►

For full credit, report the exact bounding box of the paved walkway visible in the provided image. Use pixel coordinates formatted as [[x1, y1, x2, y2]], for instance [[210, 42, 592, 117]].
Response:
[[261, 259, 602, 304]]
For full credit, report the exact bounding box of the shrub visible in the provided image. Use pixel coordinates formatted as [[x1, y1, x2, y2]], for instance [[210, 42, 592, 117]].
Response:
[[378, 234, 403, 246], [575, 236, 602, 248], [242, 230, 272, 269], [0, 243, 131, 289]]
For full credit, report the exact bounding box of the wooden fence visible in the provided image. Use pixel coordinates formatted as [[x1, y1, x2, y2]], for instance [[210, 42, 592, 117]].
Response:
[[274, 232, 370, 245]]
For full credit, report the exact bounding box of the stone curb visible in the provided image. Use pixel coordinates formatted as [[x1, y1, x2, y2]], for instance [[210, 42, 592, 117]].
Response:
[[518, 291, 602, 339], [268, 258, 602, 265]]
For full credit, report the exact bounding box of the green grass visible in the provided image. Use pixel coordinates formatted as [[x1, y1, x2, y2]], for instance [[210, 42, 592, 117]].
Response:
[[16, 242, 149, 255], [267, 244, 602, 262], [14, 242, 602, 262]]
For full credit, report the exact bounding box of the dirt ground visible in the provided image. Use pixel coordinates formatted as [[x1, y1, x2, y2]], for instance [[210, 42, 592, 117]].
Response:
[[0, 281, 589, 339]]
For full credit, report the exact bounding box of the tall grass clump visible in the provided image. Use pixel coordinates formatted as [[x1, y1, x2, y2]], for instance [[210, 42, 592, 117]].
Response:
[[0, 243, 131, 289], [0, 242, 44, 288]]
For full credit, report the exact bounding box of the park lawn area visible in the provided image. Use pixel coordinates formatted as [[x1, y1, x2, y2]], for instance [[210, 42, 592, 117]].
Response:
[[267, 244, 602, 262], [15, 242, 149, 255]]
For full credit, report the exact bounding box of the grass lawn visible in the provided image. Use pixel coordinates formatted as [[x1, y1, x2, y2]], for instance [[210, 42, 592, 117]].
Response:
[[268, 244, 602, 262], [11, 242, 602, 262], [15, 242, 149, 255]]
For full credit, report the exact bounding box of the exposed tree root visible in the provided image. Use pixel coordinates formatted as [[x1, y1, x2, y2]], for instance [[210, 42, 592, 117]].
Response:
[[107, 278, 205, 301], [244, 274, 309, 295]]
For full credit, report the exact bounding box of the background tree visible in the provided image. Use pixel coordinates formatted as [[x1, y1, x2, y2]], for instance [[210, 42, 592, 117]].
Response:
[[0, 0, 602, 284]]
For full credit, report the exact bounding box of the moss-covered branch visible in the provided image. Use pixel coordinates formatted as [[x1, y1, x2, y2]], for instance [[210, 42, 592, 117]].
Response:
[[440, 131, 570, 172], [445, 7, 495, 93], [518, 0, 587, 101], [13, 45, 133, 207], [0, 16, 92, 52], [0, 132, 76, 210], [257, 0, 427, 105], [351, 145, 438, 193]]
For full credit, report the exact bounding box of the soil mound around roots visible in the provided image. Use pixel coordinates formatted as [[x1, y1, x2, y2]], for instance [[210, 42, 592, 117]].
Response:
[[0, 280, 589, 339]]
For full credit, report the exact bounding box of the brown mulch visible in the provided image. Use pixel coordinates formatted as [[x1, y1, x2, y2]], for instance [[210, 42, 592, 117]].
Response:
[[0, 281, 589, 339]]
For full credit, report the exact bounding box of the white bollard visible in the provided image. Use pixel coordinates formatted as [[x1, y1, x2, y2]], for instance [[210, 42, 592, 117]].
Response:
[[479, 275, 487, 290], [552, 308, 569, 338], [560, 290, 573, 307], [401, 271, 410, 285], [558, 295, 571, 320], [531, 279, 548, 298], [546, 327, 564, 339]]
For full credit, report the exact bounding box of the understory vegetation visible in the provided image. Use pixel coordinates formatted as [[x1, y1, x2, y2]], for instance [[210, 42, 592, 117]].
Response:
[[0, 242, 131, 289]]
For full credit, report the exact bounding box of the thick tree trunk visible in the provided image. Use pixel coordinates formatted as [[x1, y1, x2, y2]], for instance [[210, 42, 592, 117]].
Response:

◄

■ To do ■
Rewrite all of the rows above, swapping every occurrence of "pixel coordinates" for "image coordinates" and leaving everything else unchanged.

■ Exercise answer ■
For full credit, report the exact bounding box of the paved walkway visible in the provided image. Use image coordinates formatted as [[x1, y1, x2, y2]], for instance [[210, 42, 592, 117]].
Response:
[[261, 259, 602, 304]]
For full credit, report the exact bounding box of the shrub visible in the provided image. Use image coordinates formatted as [[x1, y1, x2, y2]], for instance [[210, 42, 592, 117]].
Response:
[[378, 234, 403, 246], [575, 236, 602, 248], [242, 230, 272, 269], [0, 243, 131, 289]]
For full credit, report the exact bounding box of the wooden fence visible in the provided image. Use image coordinates formatted as [[x1, y1, x2, y2]], for instance [[210, 42, 592, 117]].
Response:
[[274, 232, 370, 245]]
For full credit, report the exact bounding box of the stone curb visible in the provided image. Use image coordinates formatted as [[x1, y1, x2, y2]], for instance [[210, 42, 592, 117]].
Response:
[[518, 291, 602, 339], [268, 258, 602, 265]]
For full credit, report the exact bounding box of the green grass visible in the provided image. Use image coordinates formatted as [[x1, y1, x2, y2]], for instance [[210, 42, 592, 117]].
Response:
[[16, 242, 149, 255], [267, 244, 602, 262], [14, 242, 602, 262]]
For full credit, report the exact bounding box of the dirt ground visible in the provided image. Use image coordinates formatted as [[x1, y1, x2, y2]], for instance [[210, 42, 592, 117]].
Response:
[[0, 281, 589, 339]]
For full credit, report the exact bounding box of the tall grass clump visible in the provided image. Use image coordinates formatted as [[x1, y1, x2, y2]], for instance [[210, 42, 592, 117]].
Response:
[[0, 243, 131, 289], [0, 242, 44, 288]]
For full credit, report the exact bounding box of the park lawn area visible in the provided image. Use image coordinates formatted as [[x1, y1, x2, y2]], for instance [[210, 42, 592, 117]].
Response:
[[267, 244, 602, 262], [15, 242, 149, 255]]
For full credit, report the exact bounding box of the grass lawn visible in the provided image. Use image coordinates formatted as [[x1, y1, x2, y2]], for instance [[210, 42, 592, 117]].
Response:
[[268, 244, 602, 262], [11, 242, 602, 262], [15, 242, 149, 255]]
For full credit, report the exact bounding box of the exposed tree root visible in the provided image. Use image coordinates formatted as [[x1, y1, x2, y2]], for instance [[210, 42, 592, 117]].
Response:
[[107, 278, 205, 301], [244, 274, 309, 295]]
For full credit, report the exact bounding box of the background tree visible in the provided image. Use image coordinates formatted as [[x1, y1, x2, y2]], for instance [[210, 42, 592, 117]].
Response:
[[0, 0, 602, 284]]
For full credit, report the exact bounding box of the moss-covered branch visible in the provided image. Use image coordinates formatted as [[x1, y1, x2, y2]], for instance [[210, 42, 592, 117]].
Response:
[[440, 131, 570, 172], [445, 7, 495, 93], [518, 0, 587, 101], [13, 45, 133, 207], [0, 16, 92, 52], [0, 132, 76, 210], [257, 0, 427, 105], [351, 145, 438, 193]]
For full credit, report the exact bounding box of the soil mound around roots visible in the provided image. Use image coordinates formatted as [[x1, y1, x2, y2]], for instance [[210, 42, 592, 117]].
Response:
[[0, 280, 589, 339]]
For full credit, report the exact bounding box of the brown mulch visible in the provided image. Use image coordinates formatted as [[x1, y1, x2, y2]], for instance [[210, 42, 592, 117]].
Response:
[[0, 281, 589, 339]]
For full credit, report the exact bounding box of the white bollard visible in the provided image. Use image coordinates formatted as [[x1, y1, x2, y2]], for instance [[210, 42, 592, 117]].
Response:
[[479, 275, 487, 290], [552, 308, 569, 338], [560, 290, 573, 307], [401, 271, 410, 285], [558, 295, 571, 320], [531, 279, 548, 298], [546, 327, 564, 339]]
For full credit, report the exact bounding box of the understory vegetation visible in the provided image. Use image coordinates formatted as [[x1, y1, x2, y2]], for instance [[210, 42, 592, 117]].
Response:
[[0, 242, 131, 289]]
For full credit, report the exact bounding box of the thick tree trunk visible in the provided image. Use image coordinates formatted as [[x1, y1, x2, y2]], for instance [[210, 42, 592, 117]].
Response:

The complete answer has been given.